PROVIDED DATA:
[start]
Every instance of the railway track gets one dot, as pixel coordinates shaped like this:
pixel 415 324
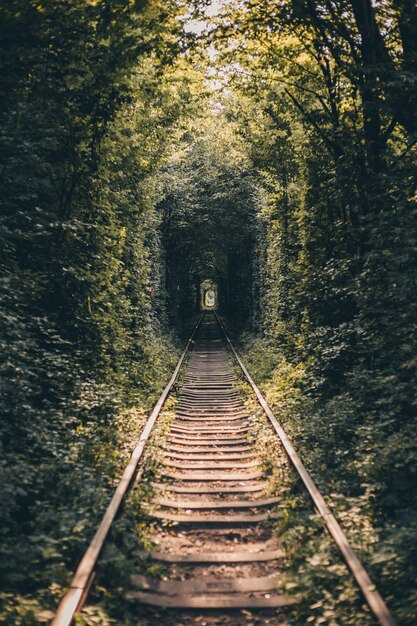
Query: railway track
pixel 212 485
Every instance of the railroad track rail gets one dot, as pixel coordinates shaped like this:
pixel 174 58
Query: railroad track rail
pixel 212 485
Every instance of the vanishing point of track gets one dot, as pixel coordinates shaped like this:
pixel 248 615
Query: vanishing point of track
pixel 213 486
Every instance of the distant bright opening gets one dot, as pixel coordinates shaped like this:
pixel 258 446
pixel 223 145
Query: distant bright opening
pixel 208 295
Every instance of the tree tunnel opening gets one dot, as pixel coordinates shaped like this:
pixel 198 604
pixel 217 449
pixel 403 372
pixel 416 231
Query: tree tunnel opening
pixel 209 225
pixel 208 295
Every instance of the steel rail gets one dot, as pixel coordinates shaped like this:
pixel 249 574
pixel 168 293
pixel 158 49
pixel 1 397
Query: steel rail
pixel 364 582
pixel 80 584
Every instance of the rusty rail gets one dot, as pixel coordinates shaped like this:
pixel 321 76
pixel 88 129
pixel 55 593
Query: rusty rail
pixel 364 582
pixel 80 584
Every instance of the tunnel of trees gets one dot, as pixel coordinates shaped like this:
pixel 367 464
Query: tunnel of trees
pixel 150 145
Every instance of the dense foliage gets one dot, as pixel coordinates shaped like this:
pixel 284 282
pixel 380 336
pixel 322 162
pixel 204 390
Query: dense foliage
pixel 268 146
pixel 324 95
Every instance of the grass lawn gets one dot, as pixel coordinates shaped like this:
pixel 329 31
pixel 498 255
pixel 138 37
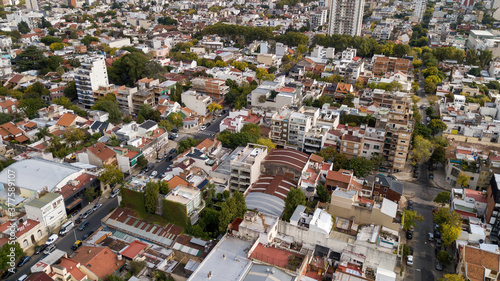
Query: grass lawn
pixel 135 201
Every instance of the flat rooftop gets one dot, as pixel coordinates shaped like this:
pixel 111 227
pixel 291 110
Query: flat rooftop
pixel 227 261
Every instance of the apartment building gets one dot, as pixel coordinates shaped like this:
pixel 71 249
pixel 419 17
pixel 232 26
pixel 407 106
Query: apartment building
pixel 214 88
pixel 196 102
pixel 346 17
pixel 383 65
pixel 300 123
pixel 373 141
pixel 351 145
pixel 318 17
pixel 398 129
pixel 245 167
pixel 91 74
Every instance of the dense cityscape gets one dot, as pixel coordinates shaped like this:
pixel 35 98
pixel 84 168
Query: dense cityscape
pixel 249 140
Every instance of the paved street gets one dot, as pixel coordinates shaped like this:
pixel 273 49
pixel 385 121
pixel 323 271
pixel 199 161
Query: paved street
pixel 422 191
pixel 64 243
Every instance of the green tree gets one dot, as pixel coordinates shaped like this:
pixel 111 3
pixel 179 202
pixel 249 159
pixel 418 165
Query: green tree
pixel 442 198
pixel 421 150
pixel 438 155
pixel 111 175
pixel 361 166
pixel 90 193
pixel 4 118
pixel 444 258
pixel 437 126
pixel 323 194
pixel 463 180
pixel 70 90
pixel 185 144
pixel 267 142
pixel 151 192
pixel 410 219
pixel 340 161
pixel 30 59
pixel 23 27
pixel 294 198
pixel 5 251
pixel 176 119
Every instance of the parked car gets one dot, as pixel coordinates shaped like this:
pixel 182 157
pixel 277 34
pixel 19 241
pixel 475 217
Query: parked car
pixel 409 260
pixel 87 235
pixel 430 236
pixel 9 273
pixel 83 225
pixel 87 213
pixel 76 245
pixel 114 193
pixel 49 249
pixel 439 266
pixel 97 206
pixel 23 261
pixel 52 239
pixel 439 243
pixel 40 249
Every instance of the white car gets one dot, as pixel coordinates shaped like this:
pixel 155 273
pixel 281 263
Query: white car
pixel 409 260
pixel 52 239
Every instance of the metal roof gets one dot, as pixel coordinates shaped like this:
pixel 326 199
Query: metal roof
pixel 35 174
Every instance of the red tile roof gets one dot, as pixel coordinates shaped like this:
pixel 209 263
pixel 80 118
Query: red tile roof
pixel 100 260
pixel 134 249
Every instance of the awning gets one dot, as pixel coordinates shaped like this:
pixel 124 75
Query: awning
pixel 72 205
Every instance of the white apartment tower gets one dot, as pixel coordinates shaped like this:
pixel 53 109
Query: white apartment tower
pixel 346 17
pixel 89 77
pixel 32 5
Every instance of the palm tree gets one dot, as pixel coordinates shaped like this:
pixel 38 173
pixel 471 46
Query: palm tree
pixel 42 133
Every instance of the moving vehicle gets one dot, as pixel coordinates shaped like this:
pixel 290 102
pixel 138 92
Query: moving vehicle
pixel 9 273
pixel 430 236
pixel 49 249
pixel 40 249
pixel 52 239
pixel 87 235
pixel 149 167
pixel 409 260
pixel 23 261
pixel 439 266
pixel 97 206
pixel 114 193
pixel 76 245
pixel 83 225
pixel 65 228
pixel 87 214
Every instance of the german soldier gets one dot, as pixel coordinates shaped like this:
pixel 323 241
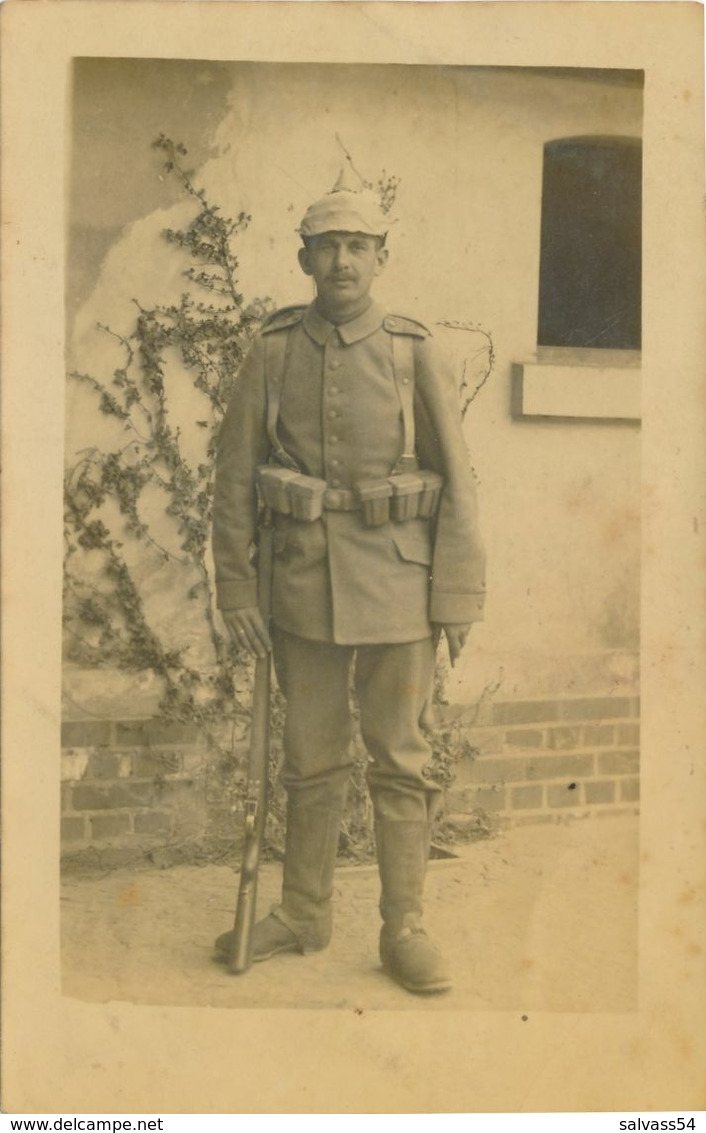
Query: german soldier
pixel 376 551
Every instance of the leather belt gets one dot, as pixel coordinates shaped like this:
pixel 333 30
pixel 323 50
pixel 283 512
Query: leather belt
pixel 340 500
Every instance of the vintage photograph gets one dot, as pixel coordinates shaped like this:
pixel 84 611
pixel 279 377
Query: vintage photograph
pixel 351 536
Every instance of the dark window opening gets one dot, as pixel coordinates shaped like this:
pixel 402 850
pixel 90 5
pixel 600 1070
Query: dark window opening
pixel 590 254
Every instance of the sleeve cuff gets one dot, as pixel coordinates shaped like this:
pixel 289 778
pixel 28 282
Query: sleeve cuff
pixel 447 607
pixel 236 595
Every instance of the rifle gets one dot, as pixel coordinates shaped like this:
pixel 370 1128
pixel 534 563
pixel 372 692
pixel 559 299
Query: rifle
pixel 258 758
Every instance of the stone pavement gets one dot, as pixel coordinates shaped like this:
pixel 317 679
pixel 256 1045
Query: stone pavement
pixel 539 918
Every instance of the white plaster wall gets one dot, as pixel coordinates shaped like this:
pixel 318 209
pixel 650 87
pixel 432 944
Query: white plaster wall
pixel 560 502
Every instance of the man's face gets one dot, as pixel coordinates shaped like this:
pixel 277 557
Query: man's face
pixel 343 265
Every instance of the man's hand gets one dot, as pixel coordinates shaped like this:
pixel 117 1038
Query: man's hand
pixel 247 630
pixel 456 639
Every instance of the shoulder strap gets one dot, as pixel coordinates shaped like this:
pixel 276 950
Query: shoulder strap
pixel 277 355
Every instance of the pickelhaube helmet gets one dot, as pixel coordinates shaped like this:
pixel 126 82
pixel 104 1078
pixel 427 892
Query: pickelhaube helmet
pixel 348 207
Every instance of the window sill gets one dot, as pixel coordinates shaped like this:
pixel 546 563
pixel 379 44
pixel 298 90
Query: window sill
pixel 575 384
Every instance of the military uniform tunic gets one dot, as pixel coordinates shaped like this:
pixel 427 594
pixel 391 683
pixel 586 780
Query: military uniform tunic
pixel 340 418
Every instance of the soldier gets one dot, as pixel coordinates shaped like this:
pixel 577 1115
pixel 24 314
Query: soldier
pixel 376 551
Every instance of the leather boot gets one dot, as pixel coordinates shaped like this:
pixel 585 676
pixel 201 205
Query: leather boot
pixel 270 937
pixel 303 921
pixel 407 954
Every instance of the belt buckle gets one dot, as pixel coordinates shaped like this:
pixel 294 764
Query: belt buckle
pixel 333 499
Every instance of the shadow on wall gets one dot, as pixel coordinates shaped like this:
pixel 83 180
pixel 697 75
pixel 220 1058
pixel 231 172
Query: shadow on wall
pixel 619 625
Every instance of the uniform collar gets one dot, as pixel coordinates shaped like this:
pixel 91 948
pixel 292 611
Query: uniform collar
pixel 319 328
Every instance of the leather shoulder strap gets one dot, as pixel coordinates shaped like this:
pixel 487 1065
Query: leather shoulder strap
pixel 277 354
pixel 403 369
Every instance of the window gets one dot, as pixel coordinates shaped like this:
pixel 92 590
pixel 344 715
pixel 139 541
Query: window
pixel 590 250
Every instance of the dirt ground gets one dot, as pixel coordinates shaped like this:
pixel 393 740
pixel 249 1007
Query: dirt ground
pixel 539 918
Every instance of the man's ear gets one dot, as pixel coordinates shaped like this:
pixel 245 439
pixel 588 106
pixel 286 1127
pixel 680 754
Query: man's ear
pixel 304 261
pixel 381 258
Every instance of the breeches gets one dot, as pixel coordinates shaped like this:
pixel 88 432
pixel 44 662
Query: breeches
pixel 392 684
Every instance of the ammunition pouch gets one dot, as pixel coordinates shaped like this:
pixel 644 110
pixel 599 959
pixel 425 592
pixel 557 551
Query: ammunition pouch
pixel 398 497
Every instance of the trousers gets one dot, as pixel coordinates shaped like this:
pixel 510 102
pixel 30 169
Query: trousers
pixel 392 684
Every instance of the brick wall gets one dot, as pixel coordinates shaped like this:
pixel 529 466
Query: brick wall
pixel 133 786
pixel 539 760
pixel 141 786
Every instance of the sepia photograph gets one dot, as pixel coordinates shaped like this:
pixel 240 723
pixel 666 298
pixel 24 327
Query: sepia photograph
pixel 354 544
pixel 364 377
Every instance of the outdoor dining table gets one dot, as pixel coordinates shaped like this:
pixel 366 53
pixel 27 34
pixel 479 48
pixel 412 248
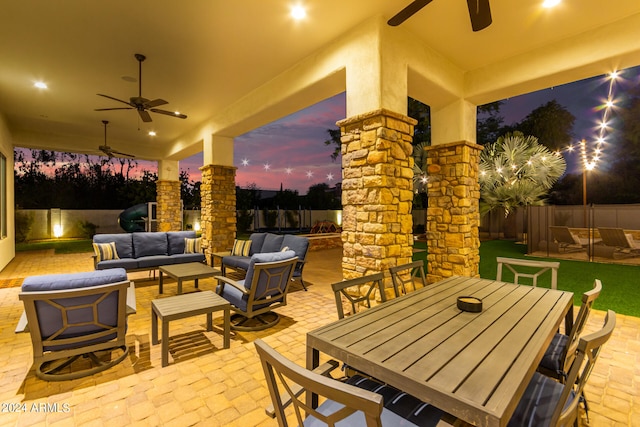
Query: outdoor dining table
pixel 474 366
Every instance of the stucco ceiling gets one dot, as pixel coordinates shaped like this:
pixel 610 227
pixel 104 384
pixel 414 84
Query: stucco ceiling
pixel 204 55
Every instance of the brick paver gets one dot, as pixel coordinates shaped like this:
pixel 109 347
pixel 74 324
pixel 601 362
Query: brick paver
pixel 214 386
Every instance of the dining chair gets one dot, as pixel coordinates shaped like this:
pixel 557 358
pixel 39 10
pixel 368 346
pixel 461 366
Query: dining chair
pixel 358 292
pixel 559 355
pixel 342 403
pixel 525 267
pixel 547 402
pixel 404 277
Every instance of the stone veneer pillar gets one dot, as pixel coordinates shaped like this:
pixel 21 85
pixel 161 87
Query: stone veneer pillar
pixel 377 192
pixel 218 208
pixel 453 214
pixel 169 209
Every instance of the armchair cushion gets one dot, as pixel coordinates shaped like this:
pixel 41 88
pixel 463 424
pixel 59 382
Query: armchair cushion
pixel 272 243
pixel 265 257
pixel 148 244
pixel 56 282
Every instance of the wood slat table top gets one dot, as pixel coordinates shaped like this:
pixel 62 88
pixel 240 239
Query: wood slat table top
pixel 473 365
pixel 189 271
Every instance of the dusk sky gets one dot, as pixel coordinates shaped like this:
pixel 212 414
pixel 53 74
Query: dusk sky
pixel 291 151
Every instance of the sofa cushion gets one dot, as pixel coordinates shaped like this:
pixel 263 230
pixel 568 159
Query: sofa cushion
pixel 55 282
pixel 257 240
pixel 126 263
pixel 105 251
pixel 153 261
pixel 150 244
pixel 123 241
pixel 193 246
pixel 265 257
pixel 272 243
pixel 241 247
pixel 297 244
pixel 176 240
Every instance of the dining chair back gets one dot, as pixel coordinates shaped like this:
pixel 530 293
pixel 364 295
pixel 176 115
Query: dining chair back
pixel 547 402
pixel 358 292
pixel 405 276
pixel 528 268
pixel 342 403
pixel 559 355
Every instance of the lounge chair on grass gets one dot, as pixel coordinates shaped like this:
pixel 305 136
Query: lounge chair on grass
pixel 616 244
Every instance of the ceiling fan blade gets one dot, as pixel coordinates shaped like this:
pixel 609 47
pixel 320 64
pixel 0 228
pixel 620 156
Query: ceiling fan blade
pixel 144 115
pixel 407 12
pixel 115 99
pixel 120 153
pixel 169 113
pixel 155 103
pixel 480 14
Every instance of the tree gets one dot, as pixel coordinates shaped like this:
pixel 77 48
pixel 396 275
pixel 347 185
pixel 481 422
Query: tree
pixel 490 123
pixel 551 123
pixel 517 171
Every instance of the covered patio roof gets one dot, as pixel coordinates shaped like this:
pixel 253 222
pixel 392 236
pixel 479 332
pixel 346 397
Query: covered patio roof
pixel 234 66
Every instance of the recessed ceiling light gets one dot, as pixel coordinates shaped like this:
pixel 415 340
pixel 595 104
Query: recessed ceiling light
pixel 550 3
pixel 298 12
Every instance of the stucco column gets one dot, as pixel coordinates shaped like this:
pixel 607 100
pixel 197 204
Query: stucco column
pixel 377 192
pixel 169 209
pixel 453 214
pixel 218 196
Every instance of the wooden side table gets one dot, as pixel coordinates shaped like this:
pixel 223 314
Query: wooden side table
pixel 182 306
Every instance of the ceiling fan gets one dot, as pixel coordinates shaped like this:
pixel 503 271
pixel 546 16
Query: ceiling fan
pixel 143 105
pixel 479 12
pixel 107 150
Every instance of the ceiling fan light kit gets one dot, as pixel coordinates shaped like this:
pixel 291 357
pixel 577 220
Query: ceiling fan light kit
pixel 141 104
pixel 479 13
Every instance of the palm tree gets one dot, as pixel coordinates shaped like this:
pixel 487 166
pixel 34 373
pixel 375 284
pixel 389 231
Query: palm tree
pixel 517 171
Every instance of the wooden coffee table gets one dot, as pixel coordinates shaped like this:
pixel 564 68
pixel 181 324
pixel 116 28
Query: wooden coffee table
pixel 188 271
pixel 182 306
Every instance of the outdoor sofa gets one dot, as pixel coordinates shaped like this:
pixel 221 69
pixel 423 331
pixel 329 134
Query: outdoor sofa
pixel 145 250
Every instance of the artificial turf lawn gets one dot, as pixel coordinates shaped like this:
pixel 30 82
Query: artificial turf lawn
pixel 620 283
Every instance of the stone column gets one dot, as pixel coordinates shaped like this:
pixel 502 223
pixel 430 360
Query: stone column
pixel 453 214
pixel 169 210
pixel 377 192
pixel 218 208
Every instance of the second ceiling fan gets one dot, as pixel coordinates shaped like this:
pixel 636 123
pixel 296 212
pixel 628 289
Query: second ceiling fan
pixel 143 105
pixel 479 12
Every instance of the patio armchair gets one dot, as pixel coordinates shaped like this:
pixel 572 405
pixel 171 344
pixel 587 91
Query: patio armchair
pixel 616 244
pixel 363 403
pixel 264 288
pixel 73 315
pixel 358 292
pixel 559 355
pixel 404 277
pixel 528 268
pixel 547 402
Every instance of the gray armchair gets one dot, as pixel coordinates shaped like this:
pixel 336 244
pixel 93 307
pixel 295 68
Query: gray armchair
pixel 73 315
pixel 264 288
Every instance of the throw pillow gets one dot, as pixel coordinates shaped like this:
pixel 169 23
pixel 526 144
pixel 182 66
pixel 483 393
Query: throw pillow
pixel 105 251
pixel 241 247
pixel 192 246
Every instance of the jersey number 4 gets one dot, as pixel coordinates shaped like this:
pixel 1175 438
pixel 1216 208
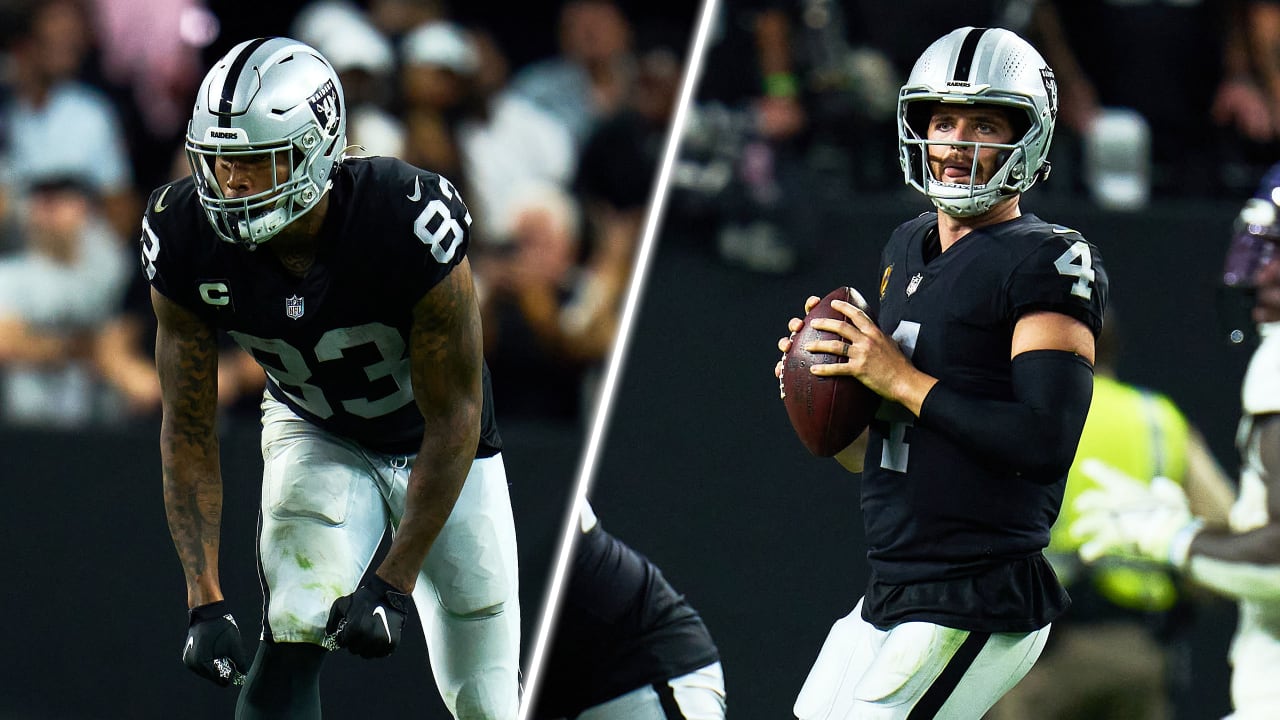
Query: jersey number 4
pixel 1078 263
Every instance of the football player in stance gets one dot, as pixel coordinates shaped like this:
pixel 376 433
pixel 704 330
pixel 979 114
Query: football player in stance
pixel 983 359
pixel 626 646
pixel 1148 519
pixel 347 279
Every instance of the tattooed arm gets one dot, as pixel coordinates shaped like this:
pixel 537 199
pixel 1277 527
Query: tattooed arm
pixel 446 356
pixel 187 361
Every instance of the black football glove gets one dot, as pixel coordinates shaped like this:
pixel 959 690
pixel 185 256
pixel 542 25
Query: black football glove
pixel 369 620
pixel 214 648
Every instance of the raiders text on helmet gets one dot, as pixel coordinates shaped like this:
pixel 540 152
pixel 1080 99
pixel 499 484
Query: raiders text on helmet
pixel 969 67
pixel 266 98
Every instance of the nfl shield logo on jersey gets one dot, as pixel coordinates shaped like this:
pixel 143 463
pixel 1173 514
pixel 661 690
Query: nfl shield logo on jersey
pixel 914 283
pixel 295 306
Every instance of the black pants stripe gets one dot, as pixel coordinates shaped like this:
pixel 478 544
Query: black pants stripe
pixel 950 677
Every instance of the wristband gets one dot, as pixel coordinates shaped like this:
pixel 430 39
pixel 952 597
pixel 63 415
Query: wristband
pixel 210 611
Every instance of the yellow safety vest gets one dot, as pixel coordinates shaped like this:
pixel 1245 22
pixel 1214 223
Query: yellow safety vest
pixel 1144 434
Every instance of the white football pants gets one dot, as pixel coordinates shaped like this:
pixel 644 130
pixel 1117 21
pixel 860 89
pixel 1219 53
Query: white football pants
pixel 327 504
pixel 914 670
pixel 694 696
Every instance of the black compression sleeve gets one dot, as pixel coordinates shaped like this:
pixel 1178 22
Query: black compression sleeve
pixel 1036 433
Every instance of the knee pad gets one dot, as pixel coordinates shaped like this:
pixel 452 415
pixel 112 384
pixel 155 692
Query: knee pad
pixel 489 695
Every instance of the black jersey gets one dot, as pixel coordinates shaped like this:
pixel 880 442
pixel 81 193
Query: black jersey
pixel 621 627
pixel 952 537
pixel 334 343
[end]
WHAT IS BEING ASKED: Reproduce the data word for word, from the line containing "Every instance of the vanishing" through the line containing "pixel 227 261", including both of those lines. Omit the pictures.

WRITTEN RESPONSE:
Every instance of the vanishing point of track gets one dot, as pixel coordinates shaped like this:
pixel 248 615
Query: vanishing point of track
pixel 213 486
Every instance of the distant bright opening gets one dot, as pixel coordinates shaped like this:
pixel 258 446
pixel 223 145
Query: distant bright opening
pixel 208 295
Every instance of the tree tunnel opening gets one dot, as pixel coordinates shaped like this:
pixel 198 604
pixel 217 449
pixel 403 372
pixel 416 231
Query: tree tunnel opening
pixel 209 225
pixel 208 295
Every instance of the steel rail gets one dot, as pixel coordinates shaped like this:
pixel 249 574
pixel 168 293
pixel 158 49
pixel 1 397
Query: steel rail
pixel 364 582
pixel 80 584
Every instance of the rusty rail gets one dot, as pixel coordinates shaped like this:
pixel 321 76
pixel 88 129
pixel 55 593
Query: rusty rail
pixel 364 582
pixel 80 584
Every instance of the tunnel of trees gets one dot, as pixel coordinates shaped like this:
pixel 367 464
Query: tunnel of trees
pixel 150 145
Every instance of the dense foliage gets one dot, as pixel coordinates shaped like this:
pixel 284 282
pixel 380 336
pixel 322 162
pixel 204 390
Query: dense foliage
pixel 268 146
pixel 324 95
Every instance of the grass lawn gets one dot, as pixel coordinates shaped like this:
pixel 329 31
pixel 498 255
pixel 138 37
Query: grass lawn
pixel 135 201
Every instance of the flat rooftop gets one dot, as pixel coordinates shaped like this:
pixel 111 227
pixel 291 110
Query: flat rooftop
pixel 227 261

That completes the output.